本文:
......

「公園内で蝉の幼虫を捕まえて食うな。川口市 公園課」
— 台湾史.jp (@TaiwanHistoryJP) September 5, 2019
川口とくればあの団地のあるところだが、セミの幼虫も食ってるのかと。
しかし、川口市公園課よ、これで言うこと聞くと思ってるなら、中国人のこと何もわかってない、全くわかってない。
この看板、何かが抜けているのです。 pic.twitter.com/NZMnCFosSf
台湾史.jpさんがこんなツイートをしていましたので色々気になったのですが、セミの幼虫をどうやって食べているのでしょうか…ちょっと調べてみました。
【目次】
カラッと揚げてお酒のつまみ
ググってみたらこんな記事がありました。
▲この中に、
中国食材店の女性店員は「中国では、セミの幼虫をカラッと揚げてお酒のつまみとして食べるんです」と明かした。中国の屋台ではセミの幼虫だけではなく、ヒトデ、サソリ、タツノオトシゴなどの串揚げが平然と売られている。昆虫食が栄養満点と話題になったこともあるが、グロテスクなセミの幼虫は、食習慣のない日本人にとっては、なかなか手が出ないところだ。
…とありました。
まぁ、中国人は油で揚げたら何でも食べられると思っているところがありますからねぇ…。
私はこの話を聞いた時に、福建料理じゃないのかな?と思いました。福建以外でもセミは食べるかも知れませんが、以前北京に留学していた時に、福建料理屋でセミを出す店があったのです。何回か足を運んだものの、毎回閉まっていて、結局は食べられなかったのですが。

......

提供情報:
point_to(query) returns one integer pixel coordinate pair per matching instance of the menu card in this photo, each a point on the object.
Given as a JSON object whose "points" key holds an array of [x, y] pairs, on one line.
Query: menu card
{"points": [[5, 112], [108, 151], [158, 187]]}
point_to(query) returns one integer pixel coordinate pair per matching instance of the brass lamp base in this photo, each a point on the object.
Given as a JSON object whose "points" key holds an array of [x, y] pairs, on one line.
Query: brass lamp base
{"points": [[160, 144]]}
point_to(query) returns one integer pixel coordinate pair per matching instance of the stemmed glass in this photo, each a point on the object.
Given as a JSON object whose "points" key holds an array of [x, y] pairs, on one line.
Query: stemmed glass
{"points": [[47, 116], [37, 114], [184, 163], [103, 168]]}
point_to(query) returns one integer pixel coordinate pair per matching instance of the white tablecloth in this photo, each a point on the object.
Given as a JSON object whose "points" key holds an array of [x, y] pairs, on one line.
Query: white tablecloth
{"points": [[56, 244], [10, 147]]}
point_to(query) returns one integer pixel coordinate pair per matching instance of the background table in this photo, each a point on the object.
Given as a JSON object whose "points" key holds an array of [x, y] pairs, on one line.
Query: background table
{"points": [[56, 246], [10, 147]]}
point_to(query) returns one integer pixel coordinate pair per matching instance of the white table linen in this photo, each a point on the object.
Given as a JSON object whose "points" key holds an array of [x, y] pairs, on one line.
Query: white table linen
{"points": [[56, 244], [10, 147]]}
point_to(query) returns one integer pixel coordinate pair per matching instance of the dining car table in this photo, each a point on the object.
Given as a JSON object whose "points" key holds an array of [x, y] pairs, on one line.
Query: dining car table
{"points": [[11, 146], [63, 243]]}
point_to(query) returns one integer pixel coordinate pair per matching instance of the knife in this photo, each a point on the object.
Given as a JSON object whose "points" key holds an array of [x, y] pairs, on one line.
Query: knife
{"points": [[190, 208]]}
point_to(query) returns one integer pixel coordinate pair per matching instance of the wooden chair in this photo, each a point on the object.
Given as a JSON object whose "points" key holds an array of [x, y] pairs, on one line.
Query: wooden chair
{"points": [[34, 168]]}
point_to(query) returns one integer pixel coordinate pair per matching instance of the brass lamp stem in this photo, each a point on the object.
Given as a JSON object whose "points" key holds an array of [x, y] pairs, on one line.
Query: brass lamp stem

......

演習課題:
[1] 本文で、中国の屋台で串揚げとして売られていると述べられているものをすべて挙げてください。
[2] 本文のうち、「しかし、川口市公園課よ、これ」から始まり「ところがありますからねぇ…。」で終わる箇所を、一字一句違えずに引用してください。
上記のエントリは本文とは無関係です。

課題別解答:
[1] セミの幼虫、ヒトデ、サソリ、タツノオトシゴ

[2]
しかし、川口市公園課よ、これで言うこと聞くと思ってるなら、中国人のこと何もわかってない、全くわかってない。
この看板、何かが抜けているのです。 pic.twitter.com/NZMnCFosSf
台湾史.jpさんがこんなツイートをしていましたので色々気になったのですが、セミの幼虫をどうやって食べているのでしょうか…ちょっと調べてみました。
【目次】
カラッと揚げてお酒のつまみ
ググってみたらこんな記事がありました。
▲この中に、
中国食材店の女性店員は「中国では、セミの幼虫をカラッと揚げてお酒のつまみとして食べるんです」と明かした。中国の屋台ではセミの幼虫だけではなく、ヒトデ、サソリ、タツノオトシゴなどの串揚げが平然と売られている。昆虫食が栄養満点と話題になったこともあるが、グロテスクなセミの幼虫は、食習慣のない日本人にとっては、なかなか手が出ないところだ。
…とありました。
まぁ、中国人は油で揚げたら何でも食べられると思っているところがありますからねぇ…。